__Goal of the exercise__: Apart from the pictures, every line below needs to be reproduced verbatim.
╭─ Data provided
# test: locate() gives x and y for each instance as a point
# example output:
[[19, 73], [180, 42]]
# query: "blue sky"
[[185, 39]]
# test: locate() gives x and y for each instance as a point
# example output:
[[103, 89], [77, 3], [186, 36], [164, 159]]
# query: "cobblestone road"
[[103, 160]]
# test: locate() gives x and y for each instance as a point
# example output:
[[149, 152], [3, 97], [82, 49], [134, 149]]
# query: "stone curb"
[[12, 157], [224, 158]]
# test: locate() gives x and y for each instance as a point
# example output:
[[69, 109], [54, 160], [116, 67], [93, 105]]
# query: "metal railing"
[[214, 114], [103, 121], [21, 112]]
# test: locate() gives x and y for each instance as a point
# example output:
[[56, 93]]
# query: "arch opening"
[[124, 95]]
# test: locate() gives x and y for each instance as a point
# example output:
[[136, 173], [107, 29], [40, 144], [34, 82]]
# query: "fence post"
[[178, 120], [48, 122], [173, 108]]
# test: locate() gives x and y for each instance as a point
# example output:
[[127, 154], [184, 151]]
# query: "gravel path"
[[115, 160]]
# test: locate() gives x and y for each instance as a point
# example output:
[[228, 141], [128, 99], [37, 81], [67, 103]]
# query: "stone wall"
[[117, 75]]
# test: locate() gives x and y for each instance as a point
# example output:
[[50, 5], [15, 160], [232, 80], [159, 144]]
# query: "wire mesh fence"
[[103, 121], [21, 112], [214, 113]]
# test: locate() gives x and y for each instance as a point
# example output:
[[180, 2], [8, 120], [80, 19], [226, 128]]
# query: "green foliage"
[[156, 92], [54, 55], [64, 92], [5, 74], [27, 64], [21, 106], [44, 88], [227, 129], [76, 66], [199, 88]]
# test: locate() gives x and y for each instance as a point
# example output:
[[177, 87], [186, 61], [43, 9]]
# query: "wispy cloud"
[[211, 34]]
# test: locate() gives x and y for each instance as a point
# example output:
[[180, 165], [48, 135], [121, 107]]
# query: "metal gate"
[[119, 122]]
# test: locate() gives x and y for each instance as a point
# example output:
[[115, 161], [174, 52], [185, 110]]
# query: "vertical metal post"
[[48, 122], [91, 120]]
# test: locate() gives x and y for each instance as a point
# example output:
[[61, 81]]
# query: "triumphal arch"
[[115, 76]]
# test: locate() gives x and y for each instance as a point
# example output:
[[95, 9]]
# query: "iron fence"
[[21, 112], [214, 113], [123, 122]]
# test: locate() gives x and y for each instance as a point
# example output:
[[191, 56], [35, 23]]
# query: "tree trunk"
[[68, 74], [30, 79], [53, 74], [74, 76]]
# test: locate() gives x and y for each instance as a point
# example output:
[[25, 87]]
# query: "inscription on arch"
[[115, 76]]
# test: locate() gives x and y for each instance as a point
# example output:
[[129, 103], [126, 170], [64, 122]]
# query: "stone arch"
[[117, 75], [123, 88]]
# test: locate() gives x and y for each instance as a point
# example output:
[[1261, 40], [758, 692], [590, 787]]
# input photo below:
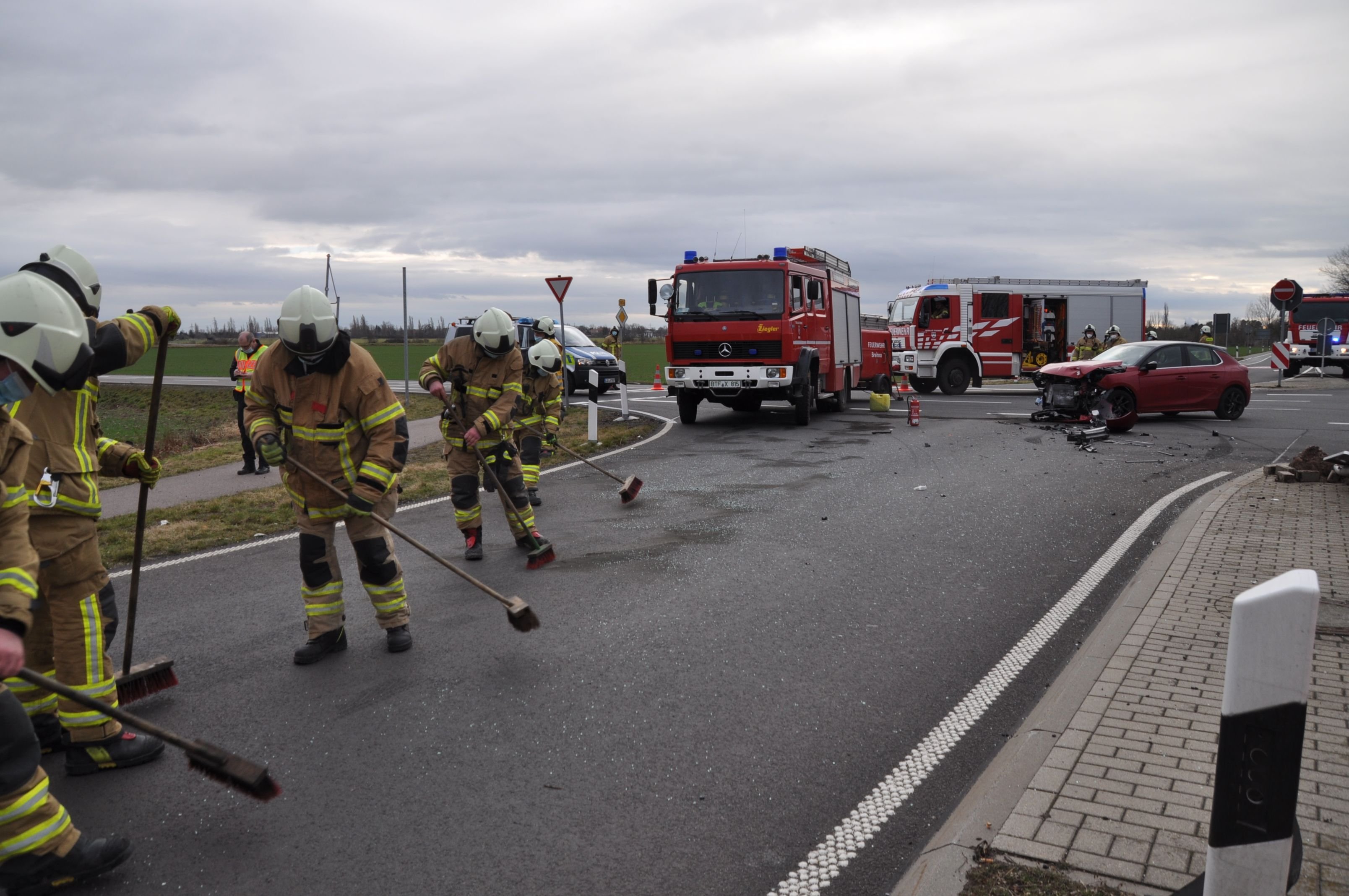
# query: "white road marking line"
[[258, 543], [828, 860]]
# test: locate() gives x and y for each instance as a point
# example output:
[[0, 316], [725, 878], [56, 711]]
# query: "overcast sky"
[[208, 156]]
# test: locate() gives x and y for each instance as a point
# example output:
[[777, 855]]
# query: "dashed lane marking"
[[830, 857], [258, 543]]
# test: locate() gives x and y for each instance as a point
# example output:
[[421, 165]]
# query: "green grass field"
[[214, 361]]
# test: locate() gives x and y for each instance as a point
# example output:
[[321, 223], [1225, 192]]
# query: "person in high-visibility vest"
[[41, 849], [246, 361]]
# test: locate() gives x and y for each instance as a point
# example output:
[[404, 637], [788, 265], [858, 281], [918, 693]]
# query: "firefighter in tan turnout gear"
[[479, 377], [1089, 346], [41, 849], [76, 616], [324, 401], [543, 411]]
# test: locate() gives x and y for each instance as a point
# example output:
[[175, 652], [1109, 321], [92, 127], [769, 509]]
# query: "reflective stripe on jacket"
[[245, 366], [338, 417], [482, 389], [18, 559], [543, 404], [67, 439]]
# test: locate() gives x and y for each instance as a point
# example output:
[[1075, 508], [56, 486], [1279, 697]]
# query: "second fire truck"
[[951, 334], [786, 327]]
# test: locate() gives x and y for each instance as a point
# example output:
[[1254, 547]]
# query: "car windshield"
[[1312, 312], [730, 294], [576, 338], [1127, 354], [904, 311]]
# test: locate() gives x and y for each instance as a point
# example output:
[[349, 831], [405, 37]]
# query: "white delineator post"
[[593, 423], [1265, 714], [622, 389]]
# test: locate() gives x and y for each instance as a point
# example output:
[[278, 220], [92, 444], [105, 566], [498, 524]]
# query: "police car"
[[582, 357]]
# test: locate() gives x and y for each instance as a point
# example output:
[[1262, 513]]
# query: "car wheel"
[[953, 378], [687, 406], [1231, 404], [923, 385], [805, 403], [1123, 409]]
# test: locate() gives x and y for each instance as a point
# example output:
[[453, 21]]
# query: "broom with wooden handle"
[[517, 612], [230, 770], [142, 680]]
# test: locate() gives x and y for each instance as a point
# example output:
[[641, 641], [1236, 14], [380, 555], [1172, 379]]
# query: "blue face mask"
[[14, 389]]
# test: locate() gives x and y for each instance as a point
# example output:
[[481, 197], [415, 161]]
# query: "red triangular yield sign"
[[559, 285]]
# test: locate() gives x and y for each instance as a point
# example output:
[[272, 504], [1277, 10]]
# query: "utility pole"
[[405, 336]]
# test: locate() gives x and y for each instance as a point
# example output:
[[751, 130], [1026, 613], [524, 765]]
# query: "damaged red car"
[[1143, 378]]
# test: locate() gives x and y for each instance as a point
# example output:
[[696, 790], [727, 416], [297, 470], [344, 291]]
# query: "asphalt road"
[[726, 667]]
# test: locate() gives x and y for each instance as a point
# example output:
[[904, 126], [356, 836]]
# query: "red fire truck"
[[950, 334], [786, 327], [1305, 332]]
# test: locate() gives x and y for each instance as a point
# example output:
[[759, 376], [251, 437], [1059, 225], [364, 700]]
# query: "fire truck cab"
[[950, 334], [786, 327], [1306, 342]]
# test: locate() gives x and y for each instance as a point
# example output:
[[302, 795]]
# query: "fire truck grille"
[[752, 350]]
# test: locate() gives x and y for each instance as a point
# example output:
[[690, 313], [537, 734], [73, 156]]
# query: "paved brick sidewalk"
[[1127, 790]]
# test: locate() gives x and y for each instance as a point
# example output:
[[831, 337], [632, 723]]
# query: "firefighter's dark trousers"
[[243, 434], [378, 565], [463, 485], [73, 621], [531, 451], [31, 820]]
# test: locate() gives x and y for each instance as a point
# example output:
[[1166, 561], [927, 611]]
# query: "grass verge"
[[200, 525], [992, 878]]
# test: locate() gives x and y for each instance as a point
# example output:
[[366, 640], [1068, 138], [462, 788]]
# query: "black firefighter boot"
[[119, 751], [474, 544], [398, 639], [29, 875], [318, 648]]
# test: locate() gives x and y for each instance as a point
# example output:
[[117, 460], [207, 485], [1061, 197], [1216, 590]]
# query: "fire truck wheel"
[[953, 378], [1232, 404], [805, 404], [687, 408], [923, 385]]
╰─
__Exercise result__:
# test: locate() gives x and y for each instance as a point
# example output:
[[19, 73], [180, 42]]
# query: "blue sky"
[[185, 39]]
# test: locate() gives x and y for each instance as a point
# example output:
[[103, 89], [77, 3], [186, 36], [164, 159]]
# query: "cobblestone road"
[[103, 160]]
# test: locate() gives x and y for each instance as a point
# example output:
[[149, 152], [3, 97], [82, 49], [134, 149]]
# query: "stone curb"
[[12, 157], [224, 158]]
# test: locate() gives x and y for each instance as a point
# example output:
[[69, 109], [54, 160], [116, 67], [93, 105]]
# query: "metal railing"
[[214, 114], [103, 121], [21, 112]]
# test: locate() gives x and y for each instance as a point
# example output:
[[56, 93]]
# query: "arch opening"
[[124, 95]]
# test: locate() gives x and y for each instance as a point
# example output:
[[136, 173], [107, 29], [40, 144], [34, 82]]
# query: "fence post"
[[178, 120], [48, 122], [173, 108]]
# test: locate() gives x and y for each instance as a point
# example output:
[[127, 154], [184, 151]]
# query: "gravel path"
[[115, 160]]
# test: locate() gives x and y for each instance as a point
# example output:
[[228, 141], [128, 99], [37, 81], [67, 103]]
# query: "stone wall"
[[117, 75]]
# test: locate() gives x and y for each instance as a point
# example output:
[[50, 5], [15, 160], [232, 80], [159, 144]]
# query: "wire mesh fence"
[[103, 121], [21, 112], [214, 113]]
# test: locate() gives x and y for each instance as a point
# example output:
[[180, 2], [8, 120], [80, 19], [226, 128]]
# query: "green foliage"
[[156, 92], [54, 55], [64, 92], [5, 74], [27, 64], [21, 106], [44, 88], [227, 129], [76, 66], [199, 88]]
# test: locate() gives x and y for each instance as a point
# example output:
[[177, 87], [186, 61], [43, 9]]
# query: "wispy cloud"
[[211, 34]]
# test: locate() gives x and y for each instance as a point
# example output:
[[180, 165], [48, 135], [121, 107]]
# query: "metal gate"
[[119, 122]]
# test: locate() gives x and y for each instance as a point
# example output:
[[115, 161], [174, 52], [185, 110]]
# query: "vertical metal post"
[[48, 122], [91, 120]]
# test: locate() gives x and y for each instance as a point
# example output:
[[61, 81]]
# query: "triumphal arch"
[[115, 76]]
# test: locate() gives x and y for each instance as a point
# example output:
[[95, 9]]
# query: "iron fence"
[[21, 112], [214, 113], [123, 122]]
# test: locate() gives x and y for each instance as a point
# example output:
[[191, 56], [35, 23]]
# query: "tree trunk"
[[68, 74], [30, 79], [53, 74], [74, 76]]
# test: locate() gives x and y for each instance as a point
# example output:
[[25, 87]]
# query: "inscription on arch"
[[115, 76]]
# test: locate() gives x and y for each instance as a point
# example output:
[[129, 103], [126, 170], [64, 122]]
# query: "stone arch"
[[117, 75], [123, 88]]
# test: locate() gives x and y for each instance as a point
# example output:
[[1261, 40], [758, 692], [590, 787]]
# input photo below:
# query: "white road marking line"
[[258, 543], [828, 860]]
# test: locate() gives x and y for each instance as a point
# example output:
[[0, 316], [725, 878], [56, 711]]
# query: "overcast sky"
[[208, 156]]
# test: locate() gives x and y for each instance as a point
# example output:
[[777, 855]]
# query: "dashed lane marking"
[[830, 857], [258, 543]]
# test: locate() gives x and y for each instance as a point
# example output:
[[421, 165]]
# query: "green grass field"
[[214, 361]]
# test: locate() gives x and y for each instance as a point
# example output:
[[321, 223], [1225, 192]]
# query: "person in high-visibility vest"
[[41, 849], [246, 361]]
# test: locate() gives x and y for each instance as a point
# example output:
[[404, 637], [788, 265], [858, 281], [918, 693]]
# query: "firefighter in tan turnout gear"
[[479, 377], [1089, 346], [41, 849], [76, 616], [324, 401], [543, 411]]
# test: locate() gives x and y for each instance as a point
# example output:
[[175, 652], [1109, 321], [92, 127], [769, 509]]
# query: "reflective stripe on jacket"
[[245, 366], [338, 417], [482, 389], [18, 559], [543, 404], [67, 439]]
# test: locate() gives x and y for each instance as a point
# example output:
[[1075, 508], [56, 486], [1279, 697]]
# query: "second fire truck"
[[951, 334], [786, 327]]
# test: locate() gives x and y for each instance as a point
# example output:
[[1254, 547]]
# query: "car windshield"
[[1312, 312], [730, 294], [576, 338], [1127, 354], [904, 311]]
# test: locate() gives x and y for each instance as a point
# example output:
[[349, 831], [405, 37]]
# query: "white delineator post"
[[593, 423], [1265, 714], [622, 389]]
# test: locate() gives x and y for each instance as a point
# example output:
[[278, 220], [92, 444], [105, 566], [498, 524]]
# query: "police car"
[[582, 357]]
# test: locate() gives x and y for each instance as a point
# example output:
[[1262, 513]]
# query: "car wheel"
[[953, 378], [687, 406], [1231, 404], [923, 385], [805, 403], [1123, 409]]
# test: locate() gives x and y for each instance as a point
# example output:
[[453, 21]]
# query: "broom with wooden handle"
[[517, 612], [230, 770], [142, 680]]
# test: locate() gives x and y for each instance as a point
# example output:
[[641, 641], [1236, 14], [380, 555], [1172, 379]]
# query: "blue face mask"
[[14, 389]]
# test: locate() gives x and y for each instance as a point
# example output:
[[481, 197], [415, 161]]
# query: "red triangular yield sign"
[[559, 285]]
# test: locate() gives x and y for each instance as a point
# example output:
[[272, 504], [1277, 10]]
# query: "utility pole"
[[405, 336]]
# test: locate() gives x and y for each instance as a point
# example output:
[[751, 130], [1026, 613], [524, 765]]
# query: "damaged red car"
[[1143, 378]]
# test: locate() gives x and y for each instance as a point
# example output:
[[696, 790], [727, 416], [297, 470], [344, 291]]
# query: "asphalt road"
[[726, 667]]
# test: locate() gives x and y for each instance as a point
# example output:
[[904, 126], [356, 836]]
# query: "red fire truck"
[[950, 334], [786, 327], [1305, 332]]
# test: locate() gives x and y for each instance as a point
# example output:
[[759, 376], [251, 437], [1059, 225], [364, 700]]
# query: "fire truck cab"
[[950, 334], [786, 327], [1306, 342]]
# test: locate() gives x and y for each instance as a point
# example output:
[[302, 795]]
# query: "fire truck grille"
[[752, 350]]
# test: locate() gives x and y for each instance as a point
# example output:
[[690, 313], [537, 734], [73, 156]]
# query: "paved brick sidewalk"
[[1127, 790]]
# test: locate() gives x and y for each instance as a point
# example output:
[[831, 337], [632, 723]]
# query: "firefighter's dark trousers"
[[243, 434], [378, 565], [463, 485], [73, 621], [531, 451], [31, 820]]
# test: locate() gives x and y for each instance as a point
# example output:
[[1166, 561], [927, 611]]
# query: "grass verge"
[[200, 525], [992, 878]]
# test: locate() gives x and y for each instance as a point
# example output:
[[366, 640], [1068, 138], [462, 788]]
# query: "black firefighter boot"
[[119, 751], [474, 544], [398, 639], [29, 875], [318, 648]]
# test: locate() gives x and y for each instance as a point
# example output:
[[117, 460], [207, 485], [1061, 197], [1216, 590]]
# query: "fire truck wheel"
[[953, 378], [1232, 404], [805, 404], [687, 408], [923, 385]]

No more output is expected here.